--- Begin Extracted data ---
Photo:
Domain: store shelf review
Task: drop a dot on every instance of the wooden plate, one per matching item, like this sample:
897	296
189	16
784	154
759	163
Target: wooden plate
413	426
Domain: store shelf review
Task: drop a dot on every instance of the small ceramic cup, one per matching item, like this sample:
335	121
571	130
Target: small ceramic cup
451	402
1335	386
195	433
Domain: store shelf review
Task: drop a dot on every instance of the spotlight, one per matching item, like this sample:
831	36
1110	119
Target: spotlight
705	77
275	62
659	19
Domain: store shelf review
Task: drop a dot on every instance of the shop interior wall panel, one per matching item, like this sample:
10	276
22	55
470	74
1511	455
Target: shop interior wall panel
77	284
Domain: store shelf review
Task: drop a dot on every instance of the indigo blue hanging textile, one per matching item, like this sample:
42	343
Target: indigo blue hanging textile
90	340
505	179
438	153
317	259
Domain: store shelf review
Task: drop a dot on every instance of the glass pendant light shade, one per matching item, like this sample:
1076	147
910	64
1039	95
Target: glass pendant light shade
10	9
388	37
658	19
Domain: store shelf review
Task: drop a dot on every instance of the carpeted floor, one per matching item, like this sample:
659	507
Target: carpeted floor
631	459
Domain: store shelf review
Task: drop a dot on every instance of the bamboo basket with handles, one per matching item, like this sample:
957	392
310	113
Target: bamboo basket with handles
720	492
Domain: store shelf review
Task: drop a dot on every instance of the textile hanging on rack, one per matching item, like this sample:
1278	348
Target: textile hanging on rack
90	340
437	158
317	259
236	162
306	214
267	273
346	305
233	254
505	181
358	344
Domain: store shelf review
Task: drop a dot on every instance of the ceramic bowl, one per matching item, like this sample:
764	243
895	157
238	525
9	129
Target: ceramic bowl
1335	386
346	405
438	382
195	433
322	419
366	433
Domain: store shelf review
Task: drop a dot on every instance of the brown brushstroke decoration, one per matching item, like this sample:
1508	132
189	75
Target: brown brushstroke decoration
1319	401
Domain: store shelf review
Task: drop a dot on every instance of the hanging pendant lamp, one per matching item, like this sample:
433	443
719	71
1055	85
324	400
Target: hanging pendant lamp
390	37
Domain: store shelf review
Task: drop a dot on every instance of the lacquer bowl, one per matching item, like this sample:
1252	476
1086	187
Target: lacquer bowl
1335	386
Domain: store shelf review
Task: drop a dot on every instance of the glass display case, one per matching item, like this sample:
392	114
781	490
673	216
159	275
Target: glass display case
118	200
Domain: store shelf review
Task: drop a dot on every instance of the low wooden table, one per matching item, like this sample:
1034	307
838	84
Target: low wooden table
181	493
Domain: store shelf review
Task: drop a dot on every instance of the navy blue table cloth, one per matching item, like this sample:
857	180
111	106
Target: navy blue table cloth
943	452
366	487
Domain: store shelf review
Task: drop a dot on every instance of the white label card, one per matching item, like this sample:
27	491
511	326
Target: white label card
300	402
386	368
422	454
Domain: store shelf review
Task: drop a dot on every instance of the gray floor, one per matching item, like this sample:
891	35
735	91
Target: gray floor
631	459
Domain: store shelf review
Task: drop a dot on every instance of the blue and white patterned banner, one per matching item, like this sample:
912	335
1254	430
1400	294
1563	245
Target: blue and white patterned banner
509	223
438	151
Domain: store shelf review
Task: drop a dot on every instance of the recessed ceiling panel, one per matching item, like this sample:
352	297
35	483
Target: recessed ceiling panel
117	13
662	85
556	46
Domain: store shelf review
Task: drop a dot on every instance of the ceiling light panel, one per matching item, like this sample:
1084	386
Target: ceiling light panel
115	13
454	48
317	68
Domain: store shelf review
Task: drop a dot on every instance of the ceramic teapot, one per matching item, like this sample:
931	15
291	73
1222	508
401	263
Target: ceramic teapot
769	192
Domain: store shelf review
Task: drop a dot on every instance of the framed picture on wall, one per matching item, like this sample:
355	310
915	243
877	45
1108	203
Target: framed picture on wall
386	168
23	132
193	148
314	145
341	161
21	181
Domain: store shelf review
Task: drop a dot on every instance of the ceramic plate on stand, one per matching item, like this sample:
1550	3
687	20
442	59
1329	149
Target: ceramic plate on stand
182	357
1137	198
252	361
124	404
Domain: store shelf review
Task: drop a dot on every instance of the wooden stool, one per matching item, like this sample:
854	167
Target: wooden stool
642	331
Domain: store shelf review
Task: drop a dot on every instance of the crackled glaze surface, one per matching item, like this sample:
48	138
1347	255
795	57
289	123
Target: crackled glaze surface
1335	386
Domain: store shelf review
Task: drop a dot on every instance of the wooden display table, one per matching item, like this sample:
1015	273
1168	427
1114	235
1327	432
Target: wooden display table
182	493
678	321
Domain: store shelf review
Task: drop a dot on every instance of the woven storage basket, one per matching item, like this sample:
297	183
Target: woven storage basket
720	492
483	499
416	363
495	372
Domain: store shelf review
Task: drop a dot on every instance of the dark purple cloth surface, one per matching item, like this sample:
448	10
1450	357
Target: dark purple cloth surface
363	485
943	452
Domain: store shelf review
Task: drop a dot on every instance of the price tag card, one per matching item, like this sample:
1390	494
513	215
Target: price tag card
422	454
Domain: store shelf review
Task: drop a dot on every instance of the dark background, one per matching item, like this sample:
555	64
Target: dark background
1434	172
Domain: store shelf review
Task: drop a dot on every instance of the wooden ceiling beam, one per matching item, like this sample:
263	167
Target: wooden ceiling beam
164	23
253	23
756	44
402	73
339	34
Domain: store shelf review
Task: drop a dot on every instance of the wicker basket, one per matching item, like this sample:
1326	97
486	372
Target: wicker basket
--- End Extracted data ---
» **What is asked**
Return all of the entries exactly as they were supplied.

» **Reply**
Photo:
Domain: store shelf review
Task: drop a dot on every instance of the wooden plate, one per matching item, like this sample:
897	296
189	16
784	154
759	163
Target: wooden plate
413	426
Domain: store shelf review
Task: drop a dot on every instance of the small ceramic cup, one per matching item, like this sample:
335	121
571	130
Target: small ceramic cup
451	402
1335	386
195	433
Domain: store shelf review
Task: drop a dot on every instance of the spotlight, one per matching item, like this sample:
831	36
1110	119
Target: spotlight
705	77
275	62
659	19
Domain: store shelf review
Task: drop a dot on every instance of the shop interior wall panel, one per matching item, like this sample:
10	276
22	55
470	74
1511	455
Target: shop interior wall panel
77	284
Domain: store shelf review
Task: drop a dot on every instance of the indigo blue hanging textile, one per matching item, like this sample:
42	343
Target: indigo blue hanging textile
90	340
505	179
438	153
317	259
Domain: store shelf review
Task: drop a dot on every instance of the glass pendant light shade, one per matching item, like this sample:
1076	147
910	64
1039	95
Target: glass pendant light shade
10	9
388	37
658	19
Domain: store shelf review
Task: drop a dot on every instance of the carpeted floor, one per matching item, like this sample:
659	507
Target: carpeted floor
631	459
Domain: store shelf review
Task: drop a dot on every instance of the bamboo basket with handles, one per matching item, like this sample:
957	392
310	113
Target: bamboo basket with handles
720	492
Domain: store shelf review
Task: drop a dot on every instance of the textile hanging on rack, one per matching item, like this sample:
1278	348
Target: textile hanging on rack
90	340
437	158
317	259
236	162
306	214
267	273
346	305
233	254
505	181
358	344
Domain: store shelf review
Task: drop a dot on every instance of the ceramic bowl, one per matching item, like this sample:
764	243
895	157
238	525
9	129
Target: ceramic bowl
1335	386
346	405
438	382
195	433
322	419
366	433
Domain: store shelf review
Task: drop a dot on every instance of the brown brushstroke decoration, one per matching item, like this sample:
1508	132
189	75
Target: brown brushstroke decoration
1319	401
Domain: store shelf review
Task: drop a dot on every instance of the hanging pendant lamp, one per matching item, like this sample:
433	443
719	71
1055	85
324	400
Target: hanging pendant lamp
390	37
Domain: store shelf review
Task: drop a dot on every instance of the lacquer bowl, one per matching item, like this sample:
1252	476
1086	187
Target: lacquer bowl
1335	386
Domain: store shelf review
Task: drop a dot on every instance of the glass display case, one per matching item, like this sample:
392	114
781	490
673	216
159	275
Target: glass display case
118	200
Domain: store shelf review
Task: drop a dot on every instance of the low wooden table, one per matching item, like this sample:
1034	307
838	84
Target: low wooden table
181	493
Domain: store shelf review
Task: drop a dot on every instance of the navy blue table cloth, one per matching item, like this sample:
857	180
111	106
Target: navy blue table cloth
943	452
366	487
Domain: store shelf review
Task: drop a dot on every instance of the white label card, one per matching item, like this sample:
27	491
511	326
Target: white label card
300	402
386	368
422	454
Domain: store shelf review
Task: drop a dot on every instance of the gray floor, one per matching item, like this sample:
891	35
735	91
Target: gray floor
631	459
Domain: store shelf review
Task: drop a dot on every instance of the blue and white patterned banner, one per matching item, like this sample:
912	335
1254	430
1400	294
1563	245
Target: blue and white patterned banner
509	223
438	151
Domain: store shelf review
Task: drop a dot on every instance of the recessed ceiling panel, one per matching item, like this sample:
352	297
35	483
Target: recessed ceiling panel
117	13
662	85
556	46
Domain: store shelf review
Task: drop a dot on every instance of the ceiling light panel, one per matching item, like this sample:
1084	386
Target: ceiling light panel
115	13
454	48
317	68
Domain: store shelf review
Task: drop a dot on every instance of the ceramic teapot, one per matching item, like this sample:
931	15
291	73
1222	508
401	263
Target: ceramic teapot
769	192
Domain: store shelf review
Task: drop a dot on every instance of the framed picture on wall, one per matching item, like this sample:
355	310
915	243
877	45
1108	203
Target: framed picture on wall
386	168
23	132
193	148
314	145
341	161
21	181
Domain: store shelf review
Task: drop a dot on every instance of the ceramic plate on stand, one per matching item, like this sample:
1550	3
687	20
442	59
1329	149
Target: ceramic plate on stand
182	357
1137	198
252	361
124	404
Domain: store shelf review
Task: drop a dot on every instance of the wooden stool, one per matching item, like this sample:
854	167
Target: wooden stool
642	331
Domain: store shelf review
Task: drop a dot on every instance of the crackled glaze surface, one per matching item, like this sample:
48	138
1347	255
795	57
289	123
Target: crackled glaze surface
1335	386
Domain: store shelf review
Task: drop a dot on every instance of the wooden display table, one per matching item, like this sample:
1015	273
1168	427
1114	235
1327	432
Target: wooden display table
182	493
678	321
Domain: store shelf review
Task: drop a dot on every instance of the woven storage basket, one per matching item, like this sample:
297	183
Target: woven storage basket
720	492
483	499
416	363
495	372
Domain: store shelf review
Task: drop a dot on every instance of the dark purple cloth surface, one per matching item, like this sample:
448	10
1450	357
Target: dark purple cloth surface
363	485
943	452
Domain: store shelf review
Task: drop a dot on every instance of the price tag card, one per matching item, like this sample:
1390	494
513	215
Target: price tag card
422	454
Domain: store shelf review
Task: drop a dot on every instance of the dark background, one per matching item, like this sample:
555	64
Target: dark background
1434	172
Domain: store shelf review
Task: drop a dot on every instance of the wooden ceiling beam, one per matching item, like this sample:
263	167
Target: wooden ceiling beam
164	23
253	23
756	44
402	73
339	34
Domain: store shelf review
Task: drop a dot on every instance of the wicker basket, one per matching item, like this sample:
1326	97
486	372
Target: wicker basket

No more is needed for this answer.